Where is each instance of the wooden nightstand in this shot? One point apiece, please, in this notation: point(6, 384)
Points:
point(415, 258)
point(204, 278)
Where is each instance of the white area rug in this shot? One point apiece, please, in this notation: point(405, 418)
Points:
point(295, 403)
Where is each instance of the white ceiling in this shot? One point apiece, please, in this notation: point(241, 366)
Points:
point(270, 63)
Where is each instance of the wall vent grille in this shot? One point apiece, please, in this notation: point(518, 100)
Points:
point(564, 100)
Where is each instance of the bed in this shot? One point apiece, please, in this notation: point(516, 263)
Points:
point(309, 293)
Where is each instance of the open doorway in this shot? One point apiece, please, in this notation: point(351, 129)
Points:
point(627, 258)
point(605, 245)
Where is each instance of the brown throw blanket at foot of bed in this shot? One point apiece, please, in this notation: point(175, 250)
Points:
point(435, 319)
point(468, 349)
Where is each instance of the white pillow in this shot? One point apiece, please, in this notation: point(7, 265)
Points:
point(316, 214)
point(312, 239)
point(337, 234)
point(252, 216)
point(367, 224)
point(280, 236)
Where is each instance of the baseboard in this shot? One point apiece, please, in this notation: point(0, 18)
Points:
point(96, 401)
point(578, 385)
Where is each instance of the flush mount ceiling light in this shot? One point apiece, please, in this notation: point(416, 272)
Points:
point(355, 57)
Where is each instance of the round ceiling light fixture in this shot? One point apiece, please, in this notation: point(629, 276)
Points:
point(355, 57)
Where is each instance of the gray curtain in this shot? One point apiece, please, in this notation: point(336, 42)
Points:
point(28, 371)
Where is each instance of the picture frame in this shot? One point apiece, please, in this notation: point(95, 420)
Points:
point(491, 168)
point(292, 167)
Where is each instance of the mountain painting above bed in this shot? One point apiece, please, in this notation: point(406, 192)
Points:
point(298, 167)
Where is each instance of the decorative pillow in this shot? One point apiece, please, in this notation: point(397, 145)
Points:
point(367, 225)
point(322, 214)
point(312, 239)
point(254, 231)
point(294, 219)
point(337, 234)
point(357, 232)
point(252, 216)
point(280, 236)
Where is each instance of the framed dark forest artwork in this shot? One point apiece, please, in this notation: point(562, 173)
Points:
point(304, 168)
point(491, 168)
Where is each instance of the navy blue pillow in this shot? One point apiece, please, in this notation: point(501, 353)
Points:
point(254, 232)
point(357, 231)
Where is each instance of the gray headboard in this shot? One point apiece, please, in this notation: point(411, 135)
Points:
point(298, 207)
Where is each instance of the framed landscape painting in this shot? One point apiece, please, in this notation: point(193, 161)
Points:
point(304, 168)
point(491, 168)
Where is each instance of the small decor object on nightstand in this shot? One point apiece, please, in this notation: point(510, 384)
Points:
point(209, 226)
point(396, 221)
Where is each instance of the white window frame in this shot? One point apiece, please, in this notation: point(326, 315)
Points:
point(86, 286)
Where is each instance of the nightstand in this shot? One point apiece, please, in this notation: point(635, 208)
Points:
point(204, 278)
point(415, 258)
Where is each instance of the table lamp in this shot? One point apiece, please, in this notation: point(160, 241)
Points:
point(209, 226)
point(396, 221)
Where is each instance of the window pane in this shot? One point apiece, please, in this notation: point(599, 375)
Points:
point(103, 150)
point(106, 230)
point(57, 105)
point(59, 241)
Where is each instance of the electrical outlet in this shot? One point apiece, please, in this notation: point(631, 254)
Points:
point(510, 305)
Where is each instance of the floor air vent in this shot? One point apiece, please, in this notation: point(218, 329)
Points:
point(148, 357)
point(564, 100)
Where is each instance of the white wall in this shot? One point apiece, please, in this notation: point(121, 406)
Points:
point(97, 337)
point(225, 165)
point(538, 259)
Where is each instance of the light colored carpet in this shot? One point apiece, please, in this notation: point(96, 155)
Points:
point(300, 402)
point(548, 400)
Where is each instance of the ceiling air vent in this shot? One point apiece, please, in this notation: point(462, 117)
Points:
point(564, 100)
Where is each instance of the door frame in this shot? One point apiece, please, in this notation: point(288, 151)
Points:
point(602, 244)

YOUR INSTRUCTIONS: Say how many lines in this listing hold the string "light", giving the count and nothing more.

WRITTEN REPLY: 3